━━ Selected text
With shortstop Tommy Manzella (fractured left index finger) and veteran Geoff Blum (right elbow surgery) on the 15-day disabled list, it’s opened the door for Angel Sanchez to receive extended playing time for the time being.
The 26-year-old Sanchez was acquired via a trade from the Boston Red Sox on July 1 in exchange for minor league catcher Kevin Cash.
Boston needed a short-term catcher to fill the void of the injured Victor Martinez and Jason Varitek, both on the 15-day disabled list, and decided to pursue Cash.
On the flip side, the Astros intended to utilize Blum while Manzella recovered for his respective injury, but when the 37-year-old veteran utility infielder injured his right elbow in late June at San Diego, it forced general manager Ed Wade and manager Brad Mills to explore other options.
Fortunately, Red Sox general manager Theo Epstein was willing to part with Sanchez, considering that Boston already has shortstop Marco Scutaro signed to a two-year contract.
At this point, it appears the Astros received the better end of the deal.
Cash no longer had a future with Houston and ultimately found himself stuck at Triple-A Round Rock after being designated for assignment on June 20 in favor of the promotion of top prospect Jason Castro.
He’s currently hitting .118 (4-for-34) with Boston, and will likely be designated for assignment upon the return of Martinez to the starting lineup.
In regard to Sanchez, the Astros were simply hoping that he and Oswaldo Navarro could hold down the fort until either Manzella or Blum returned to action. However, Sanchez has exceed expectations and continues to turn heads now that he’s been given an opportunity to showcase his skills at the major league level.
━━━━
━━ The data
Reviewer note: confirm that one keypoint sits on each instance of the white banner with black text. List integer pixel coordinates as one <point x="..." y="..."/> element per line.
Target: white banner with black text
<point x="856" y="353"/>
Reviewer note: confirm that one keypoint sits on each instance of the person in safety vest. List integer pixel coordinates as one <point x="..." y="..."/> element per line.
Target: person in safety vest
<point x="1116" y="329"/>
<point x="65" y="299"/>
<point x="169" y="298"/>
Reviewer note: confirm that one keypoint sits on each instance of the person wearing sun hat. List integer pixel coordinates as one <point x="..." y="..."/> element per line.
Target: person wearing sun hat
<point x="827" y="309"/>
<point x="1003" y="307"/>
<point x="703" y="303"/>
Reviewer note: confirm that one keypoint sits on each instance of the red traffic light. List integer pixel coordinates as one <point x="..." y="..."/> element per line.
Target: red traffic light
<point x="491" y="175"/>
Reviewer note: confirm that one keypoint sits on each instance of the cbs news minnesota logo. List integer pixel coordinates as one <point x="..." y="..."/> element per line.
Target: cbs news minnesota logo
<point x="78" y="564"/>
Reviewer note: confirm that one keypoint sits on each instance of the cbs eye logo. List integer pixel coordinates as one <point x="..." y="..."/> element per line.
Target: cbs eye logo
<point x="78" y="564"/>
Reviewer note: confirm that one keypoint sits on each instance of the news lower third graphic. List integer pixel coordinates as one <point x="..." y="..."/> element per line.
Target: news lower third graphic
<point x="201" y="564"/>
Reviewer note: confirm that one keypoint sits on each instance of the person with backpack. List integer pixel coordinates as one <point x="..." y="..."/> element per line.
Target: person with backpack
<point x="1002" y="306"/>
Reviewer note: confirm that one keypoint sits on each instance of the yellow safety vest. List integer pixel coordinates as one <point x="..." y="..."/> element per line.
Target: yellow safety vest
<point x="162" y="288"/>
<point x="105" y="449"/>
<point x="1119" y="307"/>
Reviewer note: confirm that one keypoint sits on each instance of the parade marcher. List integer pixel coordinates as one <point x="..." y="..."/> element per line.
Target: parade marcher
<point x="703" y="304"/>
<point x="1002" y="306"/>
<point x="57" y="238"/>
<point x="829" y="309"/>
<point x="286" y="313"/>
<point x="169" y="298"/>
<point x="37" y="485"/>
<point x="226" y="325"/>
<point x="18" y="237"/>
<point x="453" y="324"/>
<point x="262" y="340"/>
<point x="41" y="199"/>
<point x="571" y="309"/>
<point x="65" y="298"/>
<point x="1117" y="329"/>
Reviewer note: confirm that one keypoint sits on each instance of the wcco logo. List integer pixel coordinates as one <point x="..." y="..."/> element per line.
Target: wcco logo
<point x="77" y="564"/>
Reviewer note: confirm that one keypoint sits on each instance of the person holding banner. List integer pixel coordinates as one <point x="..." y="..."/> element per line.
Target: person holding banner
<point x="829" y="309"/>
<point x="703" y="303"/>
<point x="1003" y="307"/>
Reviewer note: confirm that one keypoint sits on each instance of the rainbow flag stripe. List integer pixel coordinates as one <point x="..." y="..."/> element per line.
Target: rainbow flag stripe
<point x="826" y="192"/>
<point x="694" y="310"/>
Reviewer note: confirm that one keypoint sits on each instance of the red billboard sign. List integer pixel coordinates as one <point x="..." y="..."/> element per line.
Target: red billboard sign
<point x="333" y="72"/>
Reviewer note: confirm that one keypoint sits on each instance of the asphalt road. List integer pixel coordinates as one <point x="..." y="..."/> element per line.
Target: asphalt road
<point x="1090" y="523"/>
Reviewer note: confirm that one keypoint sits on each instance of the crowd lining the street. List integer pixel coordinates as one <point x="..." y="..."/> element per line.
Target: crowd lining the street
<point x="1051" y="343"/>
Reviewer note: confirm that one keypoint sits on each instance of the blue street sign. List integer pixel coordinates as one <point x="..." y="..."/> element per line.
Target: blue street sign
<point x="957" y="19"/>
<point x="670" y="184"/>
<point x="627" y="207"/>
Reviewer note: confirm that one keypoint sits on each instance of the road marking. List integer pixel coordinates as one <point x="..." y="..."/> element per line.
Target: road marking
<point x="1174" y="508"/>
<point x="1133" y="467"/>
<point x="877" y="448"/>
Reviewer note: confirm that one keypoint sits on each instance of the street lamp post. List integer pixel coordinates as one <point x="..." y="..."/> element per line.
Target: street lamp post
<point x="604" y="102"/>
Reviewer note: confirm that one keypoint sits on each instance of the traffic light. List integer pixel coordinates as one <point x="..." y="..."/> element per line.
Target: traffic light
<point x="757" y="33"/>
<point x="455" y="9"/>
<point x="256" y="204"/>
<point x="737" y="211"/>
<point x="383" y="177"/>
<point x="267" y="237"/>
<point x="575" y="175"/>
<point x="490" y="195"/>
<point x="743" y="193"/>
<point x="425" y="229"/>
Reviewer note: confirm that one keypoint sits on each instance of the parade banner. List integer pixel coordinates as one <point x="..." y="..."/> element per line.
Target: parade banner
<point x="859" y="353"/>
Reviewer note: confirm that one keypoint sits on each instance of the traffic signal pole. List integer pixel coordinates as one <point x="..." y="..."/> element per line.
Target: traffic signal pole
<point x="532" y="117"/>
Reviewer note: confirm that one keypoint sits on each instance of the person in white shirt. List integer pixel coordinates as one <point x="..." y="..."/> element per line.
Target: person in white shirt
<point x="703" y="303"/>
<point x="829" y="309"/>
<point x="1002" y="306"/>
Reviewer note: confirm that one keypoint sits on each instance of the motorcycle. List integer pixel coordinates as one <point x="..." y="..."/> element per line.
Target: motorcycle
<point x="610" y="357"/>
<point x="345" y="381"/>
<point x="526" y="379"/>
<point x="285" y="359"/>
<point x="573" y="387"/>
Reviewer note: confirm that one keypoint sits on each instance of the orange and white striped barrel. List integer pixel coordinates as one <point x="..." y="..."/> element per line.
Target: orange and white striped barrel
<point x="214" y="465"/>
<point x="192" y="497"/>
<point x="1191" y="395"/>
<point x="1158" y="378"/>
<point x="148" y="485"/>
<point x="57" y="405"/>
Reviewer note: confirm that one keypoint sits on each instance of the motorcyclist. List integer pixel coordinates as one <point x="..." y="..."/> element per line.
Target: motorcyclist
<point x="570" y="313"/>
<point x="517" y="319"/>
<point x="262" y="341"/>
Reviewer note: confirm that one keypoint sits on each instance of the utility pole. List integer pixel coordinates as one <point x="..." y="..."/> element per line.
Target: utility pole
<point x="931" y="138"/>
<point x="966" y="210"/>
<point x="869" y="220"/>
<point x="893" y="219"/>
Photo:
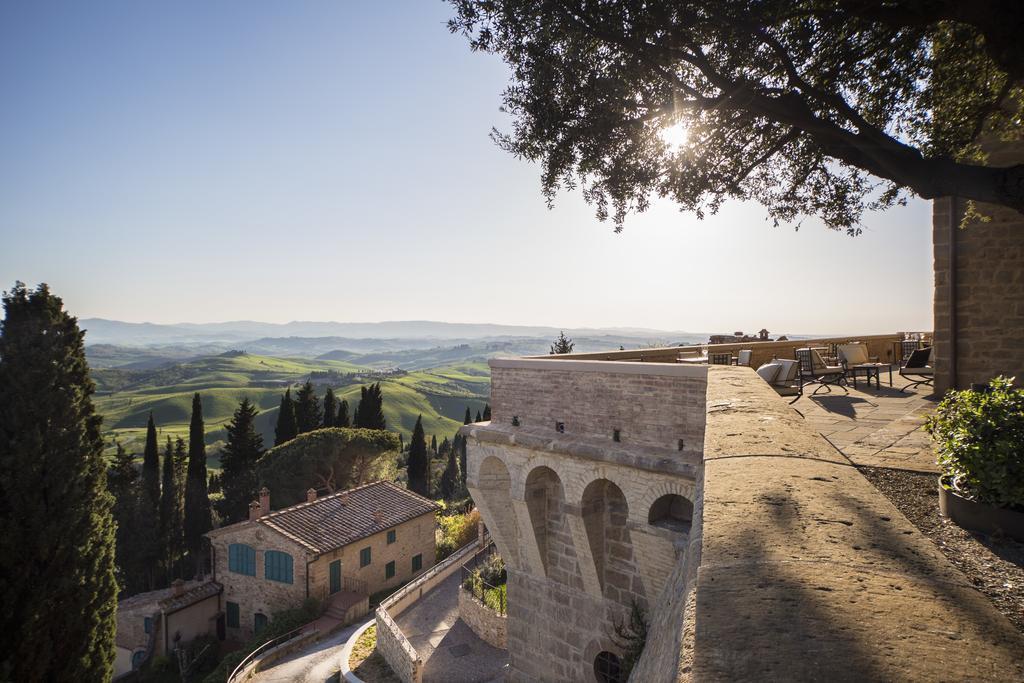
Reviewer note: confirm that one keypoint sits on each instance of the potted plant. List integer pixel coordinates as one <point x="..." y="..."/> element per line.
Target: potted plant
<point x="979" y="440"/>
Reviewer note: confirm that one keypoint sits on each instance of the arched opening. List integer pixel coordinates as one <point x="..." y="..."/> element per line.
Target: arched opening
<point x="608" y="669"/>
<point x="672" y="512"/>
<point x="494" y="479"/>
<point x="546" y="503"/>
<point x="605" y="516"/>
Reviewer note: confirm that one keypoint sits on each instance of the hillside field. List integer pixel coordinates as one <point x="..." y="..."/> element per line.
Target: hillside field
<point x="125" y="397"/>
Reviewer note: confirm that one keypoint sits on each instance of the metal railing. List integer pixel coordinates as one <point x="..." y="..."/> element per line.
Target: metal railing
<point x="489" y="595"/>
━━━━
# [Exercise details]
Rewrite the passage on the Angel Sanchez trade from "Fortunately, Red Sox" to "of the deal.", changing "two-year" to "three-year". The records have no connection to the text about the Angel Sanchez trade.

# [Your response]
Fortunately, Red Sox general manager Theo Epstein was willing to part with Sanchez, considering that Boston already has shortstop Marco Scutaro signed to a three-year contract.
At this point, it appears the Astros received the better end of the deal.